Exercise description: Can you gather every line from the rows below that contains the word "panel"?

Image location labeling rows

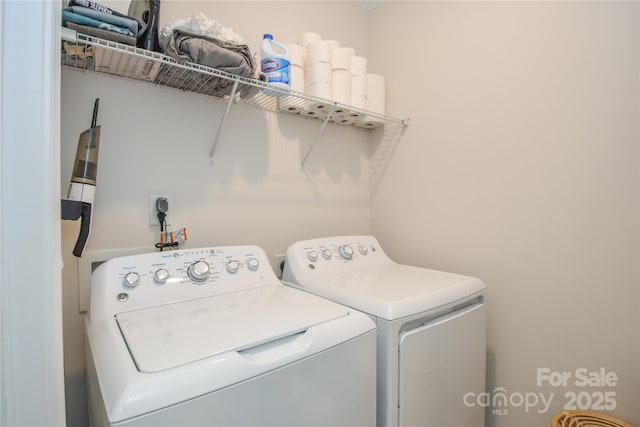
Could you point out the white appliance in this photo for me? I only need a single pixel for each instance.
(431, 327)
(211, 337)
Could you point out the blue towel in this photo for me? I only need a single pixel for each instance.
(68, 16)
(109, 18)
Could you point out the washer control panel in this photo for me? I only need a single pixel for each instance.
(157, 278)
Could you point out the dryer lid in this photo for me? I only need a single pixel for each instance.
(396, 290)
(164, 337)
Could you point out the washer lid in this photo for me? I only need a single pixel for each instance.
(396, 290)
(164, 337)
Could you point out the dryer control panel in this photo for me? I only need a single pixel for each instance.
(158, 278)
(330, 256)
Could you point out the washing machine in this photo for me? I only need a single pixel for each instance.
(211, 337)
(431, 327)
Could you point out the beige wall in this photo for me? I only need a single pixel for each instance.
(521, 167)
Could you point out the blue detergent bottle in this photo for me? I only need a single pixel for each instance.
(275, 64)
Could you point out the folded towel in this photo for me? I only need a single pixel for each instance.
(231, 58)
(89, 4)
(68, 16)
(109, 18)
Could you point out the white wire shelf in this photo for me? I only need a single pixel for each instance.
(98, 55)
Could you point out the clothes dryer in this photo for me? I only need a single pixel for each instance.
(211, 337)
(431, 327)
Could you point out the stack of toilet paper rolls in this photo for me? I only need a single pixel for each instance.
(318, 73)
(324, 69)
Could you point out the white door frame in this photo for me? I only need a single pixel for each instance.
(31, 352)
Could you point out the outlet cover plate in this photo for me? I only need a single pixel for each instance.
(153, 213)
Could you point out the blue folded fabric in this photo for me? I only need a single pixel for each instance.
(68, 16)
(109, 18)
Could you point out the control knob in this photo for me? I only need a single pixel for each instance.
(199, 271)
(253, 264)
(131, 279)
(232, 266)
(161, 275)
(345, 251)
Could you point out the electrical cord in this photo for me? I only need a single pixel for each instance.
(162, 206)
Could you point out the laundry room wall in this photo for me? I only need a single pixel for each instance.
(156, 141)
(521, 167)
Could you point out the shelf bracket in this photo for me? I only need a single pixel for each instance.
(232, 96)
(320, 132)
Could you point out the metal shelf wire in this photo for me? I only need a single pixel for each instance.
(85, 52)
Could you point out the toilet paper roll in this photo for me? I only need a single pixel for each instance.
(307, 38)
(341, 59)
(376, 93)
(358, 66)
(341, 86)
(296, 56)
(296, 78)
(350, 50)
(318, 52)
(333, 44)
(318, 72)
(359, 91)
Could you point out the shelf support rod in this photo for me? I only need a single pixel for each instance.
(320, 132)
(232, 96)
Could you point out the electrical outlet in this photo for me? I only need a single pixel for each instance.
(153, 212)
(278, 260)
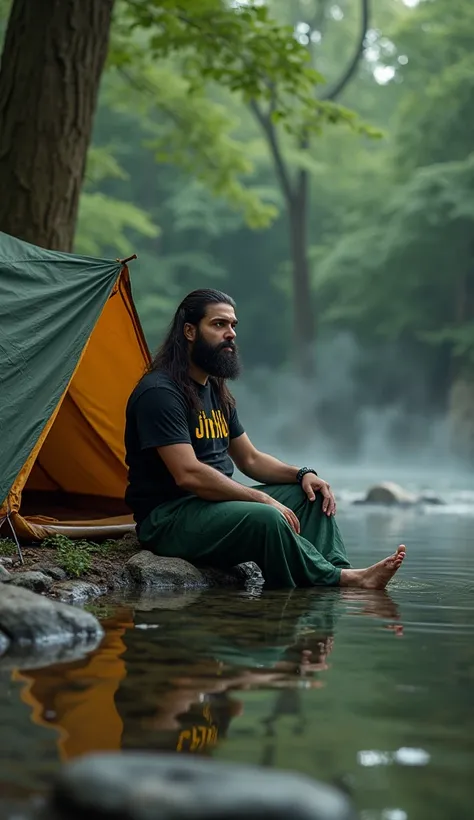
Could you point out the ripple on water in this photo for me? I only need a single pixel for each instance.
(373, 690)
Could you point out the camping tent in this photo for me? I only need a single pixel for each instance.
(71, 351)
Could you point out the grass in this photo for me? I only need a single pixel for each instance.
(76, 557)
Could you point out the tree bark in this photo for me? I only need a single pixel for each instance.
(52, 62)
(304, 322)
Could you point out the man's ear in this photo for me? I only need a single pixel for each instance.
(190, 332)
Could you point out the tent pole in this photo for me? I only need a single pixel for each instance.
(20, 554)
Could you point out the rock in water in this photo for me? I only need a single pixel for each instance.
(141, 786)
(149, 571)
(27, 618)
(389, 493)
(36, 581)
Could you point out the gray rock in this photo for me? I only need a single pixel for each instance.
(27, 618)
(56, 573)
(240, 575)
(141, 786)
(36, 581)
(74, 592)
(389, 493)
(148, 571)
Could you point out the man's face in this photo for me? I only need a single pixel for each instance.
(213, 347)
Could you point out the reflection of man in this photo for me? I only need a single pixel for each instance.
(183, 437)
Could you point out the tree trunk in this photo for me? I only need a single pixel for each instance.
(303, 313)
(52, 62)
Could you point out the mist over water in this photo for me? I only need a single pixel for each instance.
(348, 429)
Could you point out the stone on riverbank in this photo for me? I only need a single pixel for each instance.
(56, 573)
(30, 619)
(32, 580)
(148, 571)
(142, 786)
(76, 592)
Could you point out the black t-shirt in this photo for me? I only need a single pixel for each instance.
(157, 415)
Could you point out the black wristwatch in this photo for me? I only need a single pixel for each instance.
(304, 471)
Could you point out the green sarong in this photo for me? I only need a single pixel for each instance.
(225, 533)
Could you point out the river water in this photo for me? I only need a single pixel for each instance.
(373, 692)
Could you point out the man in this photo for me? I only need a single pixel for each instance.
(183, 437)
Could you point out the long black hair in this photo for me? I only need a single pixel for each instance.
(173, 354)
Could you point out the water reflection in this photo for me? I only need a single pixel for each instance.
(169, 671)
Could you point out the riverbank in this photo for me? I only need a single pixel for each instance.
(78, 571)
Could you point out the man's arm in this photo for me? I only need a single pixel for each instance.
(258, 466)
(208, 483)
(269, 470)
(192, 475)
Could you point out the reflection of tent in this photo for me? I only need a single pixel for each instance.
(71, 351)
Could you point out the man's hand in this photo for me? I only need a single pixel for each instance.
(312, 484)
(287, 513)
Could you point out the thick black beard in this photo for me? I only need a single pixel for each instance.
(214, 360)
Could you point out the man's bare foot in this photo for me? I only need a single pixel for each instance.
(376, 576)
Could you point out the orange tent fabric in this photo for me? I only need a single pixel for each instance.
(75, 478)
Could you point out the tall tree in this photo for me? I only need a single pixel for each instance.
(51, 68)
(295, 186)
(52, 62)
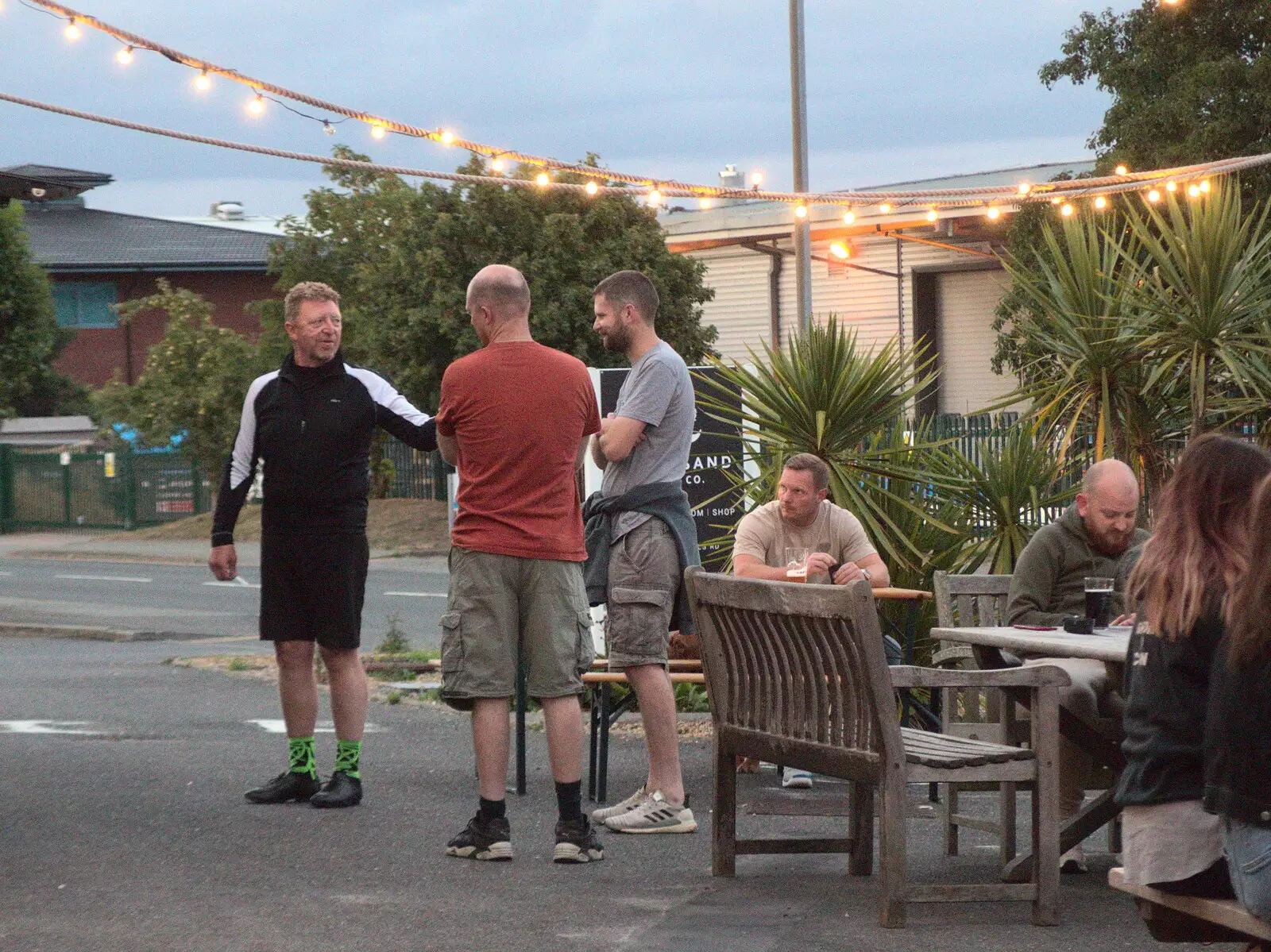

Response for this exercise:
Could you point out the washer control panel in this photo for me? I only need a single pixel for each instance.
Could you point out the dryer control panel in this photo for me? I only need a single pixel for each instance.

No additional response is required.